**課題**
『Day to Day』を紹介する書評の一部を、一字も変えずに書き写してください。「100編ひとつひとつに感想を」を含む箇所から始め、「思いを、いま一度かみしめる。」の直後で終えてください。

【今週はこれを読め! エンタメ編】緊急事態宣言下の1日1編『Day to Day』

文=松井ゆかり

 昨年緊急事態宣言が出たとき、いままでに経験したことのない状況に対しての不安や緊張感があった。非日常な空気に押しつぶされそうになり「本を読む気になれなくなった」という声をあげる方々も、かなりの数いらしたと記憶している。幸い私は文学作品に頼って過ごしており、昨年の春は1日1編の短い小説やエッセイに元気づけられる日々でもあった。リアルタイムで読んだ方も読めなかった方も、この機会にぜひ手に取られることをおすすめする。あの心細かった毎日をなんとかして乗り切ろうとしていた自分たちの必死さが、少しでも報われるような気がするから。

 出版社のサイトの紹介によると、本書は「2020年4月1日以降の日本を舞台にした連載企画Day to Day。100人の作家による物語とエッセイが一冊にまとまった、珠玉の1冊」。昨年の緊急事態宣言が出されて間もなく企画され、1日1編ずつサイトにアップされたものだ(公開は5月1日~)。まず何よりも感銘を受けたのが、ほんとうに百人百色の個性が際立つ掌編が並んでいることだ。作家の底力に圧倒される。コロナを真っ向から描いた内容あり、変化球あり、スピンオフあり、中にはコロナとはまったく関係ないようなものあり...。当時も楽しみにしていたけれど、1冊にまとまったものを読み返すと各編がいかにバラエティに富んでいるかを再認識させられる。改めてぐっとくる企画だったなと感慨深い。

 100編ひとつひとつに感想を述べたいところだが、平均3ページという長さの作品について語りすぎるのも野暮なので、特に印象に残ったものについて触れさせていただく。

・4月1日(辻村深月)これから100日続く企画の冒頭にふさわしい。読書の素晴らしさを強く読者に訴えかけている。
・4月7日(凪良ゆう)昨年の本屋大賞受賞者だからこその内容。掲載作品は(おそらく)フィクションだろうけれど、授賞式は行われなかったからといって『流浪の月』が素晴らしいことに変わりはないとの思いを、いま一度かみしめる。
・5月6日(皆川博子)皆川先生がお元気で、文章を書き続けていてくださるだけでうれしい。加えて、内容そのものもキレッキレ。
・6月5日(真下みこと)リモートの方が自分らしくいられる、という方も一定数おられることを忘れてはならないと感じた。"大多数の人々にとってわずらわしいとされる状況であっても、そのことに救われている人がいる"という事実に、少なくとも私は慰められる。

**データ欄**
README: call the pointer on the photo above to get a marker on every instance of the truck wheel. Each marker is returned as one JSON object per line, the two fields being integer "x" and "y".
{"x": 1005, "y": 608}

**記述解答**
100編ひとつひとつに感想を述べたいところだが、平均3ページという長さの作品について語りすぎるのも野暮なので、特に印象に残ったものについて触れさせていただく。

・4月1日(辻村深月)これから100日続く企画の冒頭にふさわしい。読書の素晴らしさを強く読者に訴えかけている。
・4月7日(凪良ゆう)昨年の本屋大賞受賞者だからこその内容。掲載作品は(おそらく)フィクションだろうけれど、授賞式は行われなかったからといって『流浪の月』が素晴らしいことに変わりはないとの思いを、いま一度かみしめる。